— BEGIN EXTRACTED ENTRIES —

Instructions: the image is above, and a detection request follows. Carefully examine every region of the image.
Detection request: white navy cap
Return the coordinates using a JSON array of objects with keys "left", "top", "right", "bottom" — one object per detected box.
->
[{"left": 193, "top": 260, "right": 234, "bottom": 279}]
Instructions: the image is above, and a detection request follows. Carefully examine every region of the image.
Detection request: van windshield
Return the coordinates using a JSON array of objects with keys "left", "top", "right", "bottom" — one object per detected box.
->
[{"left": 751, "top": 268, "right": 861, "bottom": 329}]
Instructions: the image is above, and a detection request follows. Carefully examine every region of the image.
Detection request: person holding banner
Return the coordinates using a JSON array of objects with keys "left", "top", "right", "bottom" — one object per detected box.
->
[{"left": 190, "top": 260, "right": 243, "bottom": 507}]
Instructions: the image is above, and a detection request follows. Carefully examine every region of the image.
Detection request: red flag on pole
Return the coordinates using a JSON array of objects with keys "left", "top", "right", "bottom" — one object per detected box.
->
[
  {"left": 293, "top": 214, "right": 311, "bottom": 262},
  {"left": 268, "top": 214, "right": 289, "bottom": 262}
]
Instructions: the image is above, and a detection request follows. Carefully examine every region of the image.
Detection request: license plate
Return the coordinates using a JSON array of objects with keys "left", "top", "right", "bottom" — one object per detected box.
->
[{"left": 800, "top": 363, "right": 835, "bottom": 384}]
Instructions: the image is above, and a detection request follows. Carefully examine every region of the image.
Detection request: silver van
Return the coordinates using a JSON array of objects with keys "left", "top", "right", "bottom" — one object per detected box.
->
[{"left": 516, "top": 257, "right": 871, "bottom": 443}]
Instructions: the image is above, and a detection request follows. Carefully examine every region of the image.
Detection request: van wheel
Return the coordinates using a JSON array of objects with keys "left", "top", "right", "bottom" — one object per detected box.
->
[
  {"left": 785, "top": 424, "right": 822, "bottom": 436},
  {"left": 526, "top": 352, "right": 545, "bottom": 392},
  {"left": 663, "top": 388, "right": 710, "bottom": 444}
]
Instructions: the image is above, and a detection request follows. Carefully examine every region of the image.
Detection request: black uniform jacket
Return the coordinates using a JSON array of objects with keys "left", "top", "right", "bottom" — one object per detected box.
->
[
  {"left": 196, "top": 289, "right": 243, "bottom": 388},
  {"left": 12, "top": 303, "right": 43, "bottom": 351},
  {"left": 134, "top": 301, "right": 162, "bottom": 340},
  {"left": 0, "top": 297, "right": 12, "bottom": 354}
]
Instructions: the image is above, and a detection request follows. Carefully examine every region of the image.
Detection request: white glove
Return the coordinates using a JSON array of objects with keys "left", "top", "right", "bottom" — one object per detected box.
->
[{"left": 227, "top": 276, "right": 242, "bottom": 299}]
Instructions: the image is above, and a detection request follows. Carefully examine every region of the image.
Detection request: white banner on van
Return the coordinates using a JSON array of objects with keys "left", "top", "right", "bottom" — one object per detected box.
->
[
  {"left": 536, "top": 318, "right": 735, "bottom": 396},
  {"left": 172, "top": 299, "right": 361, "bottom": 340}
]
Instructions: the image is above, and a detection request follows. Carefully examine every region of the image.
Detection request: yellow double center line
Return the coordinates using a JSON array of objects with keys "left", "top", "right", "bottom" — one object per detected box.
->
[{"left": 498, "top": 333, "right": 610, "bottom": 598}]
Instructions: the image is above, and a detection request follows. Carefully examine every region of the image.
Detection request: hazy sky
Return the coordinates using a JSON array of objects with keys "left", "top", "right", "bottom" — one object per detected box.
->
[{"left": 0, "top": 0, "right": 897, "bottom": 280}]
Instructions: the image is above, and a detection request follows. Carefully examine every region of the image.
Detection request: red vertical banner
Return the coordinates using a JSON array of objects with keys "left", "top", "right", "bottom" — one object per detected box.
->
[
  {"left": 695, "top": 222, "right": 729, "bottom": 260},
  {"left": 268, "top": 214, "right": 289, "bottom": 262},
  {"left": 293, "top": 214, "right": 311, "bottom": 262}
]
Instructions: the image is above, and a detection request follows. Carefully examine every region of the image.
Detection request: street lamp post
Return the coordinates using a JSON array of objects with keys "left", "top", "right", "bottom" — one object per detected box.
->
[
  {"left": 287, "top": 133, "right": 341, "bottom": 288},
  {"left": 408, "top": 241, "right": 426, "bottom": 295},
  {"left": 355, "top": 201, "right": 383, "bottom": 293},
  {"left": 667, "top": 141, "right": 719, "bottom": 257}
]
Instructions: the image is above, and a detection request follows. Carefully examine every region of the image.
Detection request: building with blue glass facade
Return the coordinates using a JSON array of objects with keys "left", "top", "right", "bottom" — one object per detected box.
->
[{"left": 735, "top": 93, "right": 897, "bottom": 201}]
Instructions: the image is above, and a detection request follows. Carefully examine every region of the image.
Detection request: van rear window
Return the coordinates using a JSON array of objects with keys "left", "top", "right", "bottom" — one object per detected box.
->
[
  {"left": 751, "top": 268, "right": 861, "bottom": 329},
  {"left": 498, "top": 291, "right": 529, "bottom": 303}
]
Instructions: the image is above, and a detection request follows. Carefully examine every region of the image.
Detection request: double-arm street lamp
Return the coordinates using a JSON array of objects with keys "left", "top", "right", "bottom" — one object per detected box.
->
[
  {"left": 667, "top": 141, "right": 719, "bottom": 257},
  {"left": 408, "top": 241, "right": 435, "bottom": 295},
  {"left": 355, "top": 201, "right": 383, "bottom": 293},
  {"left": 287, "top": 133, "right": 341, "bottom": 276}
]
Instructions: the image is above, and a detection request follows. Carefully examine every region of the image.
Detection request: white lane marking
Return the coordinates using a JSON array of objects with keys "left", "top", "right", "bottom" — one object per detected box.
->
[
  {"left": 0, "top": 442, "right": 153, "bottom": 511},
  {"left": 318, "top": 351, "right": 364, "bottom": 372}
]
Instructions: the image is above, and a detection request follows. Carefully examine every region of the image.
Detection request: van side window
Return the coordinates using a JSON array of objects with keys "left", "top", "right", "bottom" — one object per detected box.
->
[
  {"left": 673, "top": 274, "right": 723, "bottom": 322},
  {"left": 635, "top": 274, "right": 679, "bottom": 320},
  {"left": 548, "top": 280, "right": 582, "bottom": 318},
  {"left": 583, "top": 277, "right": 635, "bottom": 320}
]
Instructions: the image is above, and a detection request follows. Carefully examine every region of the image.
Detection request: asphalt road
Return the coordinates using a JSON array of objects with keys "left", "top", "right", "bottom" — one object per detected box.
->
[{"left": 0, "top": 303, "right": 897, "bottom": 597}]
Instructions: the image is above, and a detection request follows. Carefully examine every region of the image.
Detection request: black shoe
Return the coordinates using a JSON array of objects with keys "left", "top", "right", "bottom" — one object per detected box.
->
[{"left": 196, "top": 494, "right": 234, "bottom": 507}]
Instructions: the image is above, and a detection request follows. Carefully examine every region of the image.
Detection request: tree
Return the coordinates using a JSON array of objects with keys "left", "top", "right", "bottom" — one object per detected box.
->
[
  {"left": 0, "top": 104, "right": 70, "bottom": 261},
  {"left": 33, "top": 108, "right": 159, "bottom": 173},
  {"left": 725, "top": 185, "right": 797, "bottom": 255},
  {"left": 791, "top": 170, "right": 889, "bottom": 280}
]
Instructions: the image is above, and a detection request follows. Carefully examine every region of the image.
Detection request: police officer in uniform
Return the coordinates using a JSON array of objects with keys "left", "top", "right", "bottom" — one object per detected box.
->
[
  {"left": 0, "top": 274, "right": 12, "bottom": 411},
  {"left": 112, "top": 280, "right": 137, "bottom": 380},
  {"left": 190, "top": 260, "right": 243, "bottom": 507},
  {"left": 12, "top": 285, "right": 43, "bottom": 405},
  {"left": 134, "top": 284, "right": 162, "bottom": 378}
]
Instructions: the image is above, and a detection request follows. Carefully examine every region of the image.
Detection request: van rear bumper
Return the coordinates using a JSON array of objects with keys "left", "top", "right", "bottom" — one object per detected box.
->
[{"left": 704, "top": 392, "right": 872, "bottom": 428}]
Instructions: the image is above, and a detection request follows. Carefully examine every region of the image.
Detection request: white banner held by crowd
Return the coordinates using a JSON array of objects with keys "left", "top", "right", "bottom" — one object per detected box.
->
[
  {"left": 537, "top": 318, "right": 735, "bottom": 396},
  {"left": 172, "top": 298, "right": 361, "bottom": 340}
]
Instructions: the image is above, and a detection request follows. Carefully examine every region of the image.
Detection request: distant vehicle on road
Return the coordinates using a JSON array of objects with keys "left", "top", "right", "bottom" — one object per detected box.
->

— END EXTRACTED ENTRIES —

* [WHAT IS REQUIRED]
Which lines of the material above contain the word "banner"? Return each of those lines in full, in the order they appear.

* [TASK RESULT]
Detection request: person holding banner
Detection request: white banner on van
Detection request: red vertical banner
Detection request: white banner held by crowd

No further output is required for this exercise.